▶ [SEGMENT DE TEXTE]:
Question 2 : Si British Airways n’a pas correctement appliqué les conditions énoncées dans son tarif, quel recours, le cas échéant, est à la disposition de M. Issug?

[37] M. Issug demande que sa pièce de bagage ainsi que son contenu d’une valeur qu’il estime à plus de 1 500 $ CAN lui soit rendus. M. Issug a fourni des preuves d’achat pour la majorité des articles que refermait sa pièce de bagage, pour un total de 1 657,02 $ CAN.

[38] En ce qui concerne la demande de M. Issug relative à la pièce de bagage endommagée, l’Office estime que les présentations des parties sont incomplètes à ce sujet et qu’il ne peut donc pas prendre une décision. M. Issug n’a pas déposé de preuve de perte matérielle, de photos de la pièce de bagage endommagée ou d’estimation d’un atelier en ce qui a trait au coût de sa réparation.

[39] L’article 22(2) de la Convention de Montréal limite la responsabilité du transporteur en cas de destruction, de perte, d’avarie ou de retard de bagages à la somme de 1 131 DTS par passager (soit l’équivalent de 2 053,84 $ CAN).

[40] M. Issug a fourni une description des articles que renfermait sa pièce de bagage ainsi que des preuves d’achat. Par conséquent, l’Office estime qu’il est raisonnable d’adjuger à M. Issug 2 053,84 $ CAN.

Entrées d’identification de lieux
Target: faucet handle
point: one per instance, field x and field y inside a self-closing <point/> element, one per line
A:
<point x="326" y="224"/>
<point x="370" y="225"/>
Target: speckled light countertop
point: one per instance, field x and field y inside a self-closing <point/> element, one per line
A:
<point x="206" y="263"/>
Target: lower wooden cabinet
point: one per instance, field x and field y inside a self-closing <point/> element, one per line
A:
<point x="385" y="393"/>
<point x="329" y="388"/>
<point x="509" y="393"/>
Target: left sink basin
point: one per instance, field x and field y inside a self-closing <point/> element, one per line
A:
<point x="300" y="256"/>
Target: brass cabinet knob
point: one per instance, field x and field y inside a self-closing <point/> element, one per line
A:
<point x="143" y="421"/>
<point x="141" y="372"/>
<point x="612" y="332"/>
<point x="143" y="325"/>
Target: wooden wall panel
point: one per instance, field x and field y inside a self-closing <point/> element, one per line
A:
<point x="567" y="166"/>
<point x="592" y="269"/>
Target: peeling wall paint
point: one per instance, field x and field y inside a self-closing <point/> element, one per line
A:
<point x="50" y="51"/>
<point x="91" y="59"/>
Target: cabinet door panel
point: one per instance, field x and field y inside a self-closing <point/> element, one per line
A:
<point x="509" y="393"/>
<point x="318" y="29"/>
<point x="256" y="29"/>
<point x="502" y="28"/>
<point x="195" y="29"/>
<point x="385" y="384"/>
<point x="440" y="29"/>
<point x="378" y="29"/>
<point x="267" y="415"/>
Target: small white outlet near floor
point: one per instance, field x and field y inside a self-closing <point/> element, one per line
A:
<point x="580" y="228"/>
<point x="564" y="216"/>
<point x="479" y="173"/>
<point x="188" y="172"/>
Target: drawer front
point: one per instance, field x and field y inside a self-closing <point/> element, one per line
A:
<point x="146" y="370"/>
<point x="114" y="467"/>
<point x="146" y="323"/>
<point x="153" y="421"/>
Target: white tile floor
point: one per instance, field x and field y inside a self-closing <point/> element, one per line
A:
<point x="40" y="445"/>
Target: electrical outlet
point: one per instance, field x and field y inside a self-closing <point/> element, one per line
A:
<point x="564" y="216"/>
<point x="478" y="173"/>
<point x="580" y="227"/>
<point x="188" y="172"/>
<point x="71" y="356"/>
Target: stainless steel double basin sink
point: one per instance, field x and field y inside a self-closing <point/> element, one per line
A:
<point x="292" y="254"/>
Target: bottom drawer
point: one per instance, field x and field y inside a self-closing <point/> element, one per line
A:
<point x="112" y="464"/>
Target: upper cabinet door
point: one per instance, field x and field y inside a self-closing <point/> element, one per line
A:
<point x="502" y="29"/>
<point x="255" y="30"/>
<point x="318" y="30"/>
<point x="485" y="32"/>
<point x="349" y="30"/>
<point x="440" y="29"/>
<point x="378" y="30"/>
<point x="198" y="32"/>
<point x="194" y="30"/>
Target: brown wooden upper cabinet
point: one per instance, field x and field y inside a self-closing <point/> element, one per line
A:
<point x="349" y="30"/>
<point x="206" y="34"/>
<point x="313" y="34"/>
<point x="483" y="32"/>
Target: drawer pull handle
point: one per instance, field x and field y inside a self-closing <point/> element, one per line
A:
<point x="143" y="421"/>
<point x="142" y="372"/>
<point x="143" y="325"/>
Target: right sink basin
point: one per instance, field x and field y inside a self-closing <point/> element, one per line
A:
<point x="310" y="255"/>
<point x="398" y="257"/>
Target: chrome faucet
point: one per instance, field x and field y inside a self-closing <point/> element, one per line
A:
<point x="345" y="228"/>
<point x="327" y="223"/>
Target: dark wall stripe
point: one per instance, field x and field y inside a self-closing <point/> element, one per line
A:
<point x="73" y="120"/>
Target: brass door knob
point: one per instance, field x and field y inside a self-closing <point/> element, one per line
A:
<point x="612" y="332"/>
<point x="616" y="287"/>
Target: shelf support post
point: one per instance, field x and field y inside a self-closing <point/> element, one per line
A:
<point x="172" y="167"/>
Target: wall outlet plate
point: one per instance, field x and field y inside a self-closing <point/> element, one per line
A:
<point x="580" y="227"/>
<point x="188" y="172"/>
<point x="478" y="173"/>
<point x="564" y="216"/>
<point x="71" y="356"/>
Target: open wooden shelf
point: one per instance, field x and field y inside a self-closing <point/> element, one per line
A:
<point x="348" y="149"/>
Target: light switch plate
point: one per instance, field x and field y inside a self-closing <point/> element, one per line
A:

▶ [CONSIGNE ÉCRITE A]: Réécrivez le segment de texte en commençant par « [39] L’article 22(2) » et en terminant par « Issug 2 053,84 $ CAN. », en renommant « passager » en « voyageur ».
▶ [CONSIGNE ÉCRITE B]: Selon le segment de texte, à quelle somme l’article 22(2) de la Convention de Montréal limite-t-il la responsabilité du transporteur ?

▶ [RÉSULTAT DE LA TÂCHE A]:
[39] L’article 22(2) de la Convention de Montréal limite la responsabilité du transporteur en cas de destruction, de perte, d’avarie ou de retard de bagages à la somme de 1 131 DTS par voyageur (soit l’équivalent de 2 053,84 $ CAN).

[40] M. Issug a fourni une description des articles que renfermait sa pièce de bagage ainsi que des preuves d’achat. Par conséquent, l’Office estime qu’il est raisonnable d’adjuger à M. Issug 2 053,84 $ CAN.

▶ [RÉSULTAT DE LA TÂCHE B]: À 1 131 DTS par passager, soit l’équivalent de 2 053,84 $ CAN.